* Page *
───

The first two run fine, no errors! But the latter three throw the same error as the original post.

Happy to provide a link to the data if that would be helpful at all. I'm scratching my head at this and still can't figure out how to parse what the onetwo, onethree etc. are referring to, otherwise I'd just rename the columns and figure it out posthoc -- but I don't even know what to rename what to.

donaldRwilliams commented 3 years ago

Hi: I am excited to see confirm being used. I will look into this error, but not for a couple days (have some other things with looming deadlines).

The parsing of the hypotheses is quite a pain, given all the different things that are possible.

But for now you can try to name the columns by number. So say you have 20 variables, just name them 1:20. Then for the hypotheses use the respective numbers. So for the relation between column one and two, it would be 1--2, etc. So to test if the relation between column 1 and 2 is the same as 1 and 4, it would be 1--2 = 1--4.

No doubt using the names is much easier, but the numbers I think will work without a problem.

Please let me know if that works. If not, then I can take a look at the data.

donaldRwilliams commented 3 years ago

Actually I think it would be good to share your data. Then I can reproduce your error exactly and then fix it more quickly :-)

mikaelr88 commented 3 years ago

Great, thank you! No major rush (we pre-registered the confirmation of some exploratory networks so we're just excited to see what's what).

Here's a link to a box folder with the data I referenced above: https://utexas.box.com/s/r3l8ayd67c3cycooi14y2dhjns1p1p0g

Also tried labeling them with integers (or renaming them into character vectors of the numbers), even if the columns are named 'one'...'thirty' I'm still getting errors.

donaldRwilliams commented 3 years ago

I think I fixed it. It was a minor issue having to do with removing spacing.

You will have to install with the following

remotes::install_github("donaldRwilliams/BGGM", ref = "issue-55")

Note also I think one of your hypotheses does not make sense the way it is written, i.e.,

E1_h1_pos <- c("
(end_phone--social_media, end_phone--home_exercise) > 0
end_phone--social_media > end_phone--home_exercise > 0;
end_phone--social_media = end_phone--home_exercise > 0;
(end_phone--social_media, end_phone--home_exercise) = 0")

───

* Given entries *
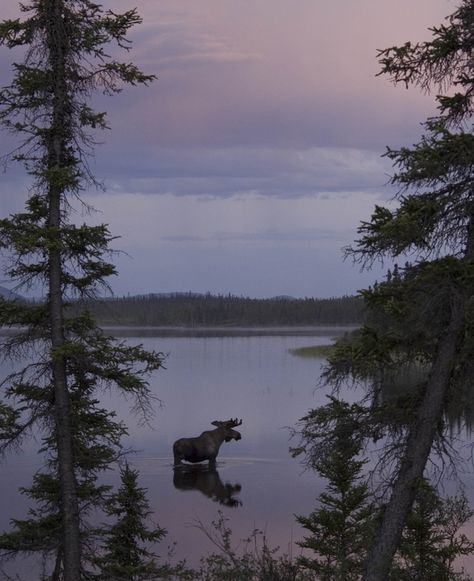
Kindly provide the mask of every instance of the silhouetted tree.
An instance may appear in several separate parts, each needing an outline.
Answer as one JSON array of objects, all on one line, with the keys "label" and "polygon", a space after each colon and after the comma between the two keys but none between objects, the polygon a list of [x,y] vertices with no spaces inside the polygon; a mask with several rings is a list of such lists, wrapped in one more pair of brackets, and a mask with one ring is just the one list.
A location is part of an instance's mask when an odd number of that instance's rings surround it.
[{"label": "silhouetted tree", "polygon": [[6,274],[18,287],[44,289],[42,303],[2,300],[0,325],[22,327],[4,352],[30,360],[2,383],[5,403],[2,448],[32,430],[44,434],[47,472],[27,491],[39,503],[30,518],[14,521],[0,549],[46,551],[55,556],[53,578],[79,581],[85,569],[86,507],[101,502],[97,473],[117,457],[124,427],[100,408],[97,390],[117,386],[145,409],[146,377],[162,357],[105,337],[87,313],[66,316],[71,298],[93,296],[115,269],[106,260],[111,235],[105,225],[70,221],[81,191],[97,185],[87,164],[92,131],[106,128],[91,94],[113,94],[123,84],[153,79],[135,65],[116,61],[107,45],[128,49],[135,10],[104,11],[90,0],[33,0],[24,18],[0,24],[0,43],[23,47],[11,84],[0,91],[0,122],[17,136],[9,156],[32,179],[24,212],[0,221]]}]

───

* What is required *
Reproduce the part of the thread that begins at the words "Please let me" and stops after "see what's what).".

* Response to the exercise *
Please let me know if that works. If not, then I can take a look at the data.

donaldRwilliams commented 3 years ago

Actually I think it would be good to share your data. Then I can reproduce your error exactly and then fix it more quickly :-)

mikaelr88 commented 3 years ago

Great, thank you! No major rush (we pre-registered the confirmation of some exploratory networks so we're just excited to see what's what).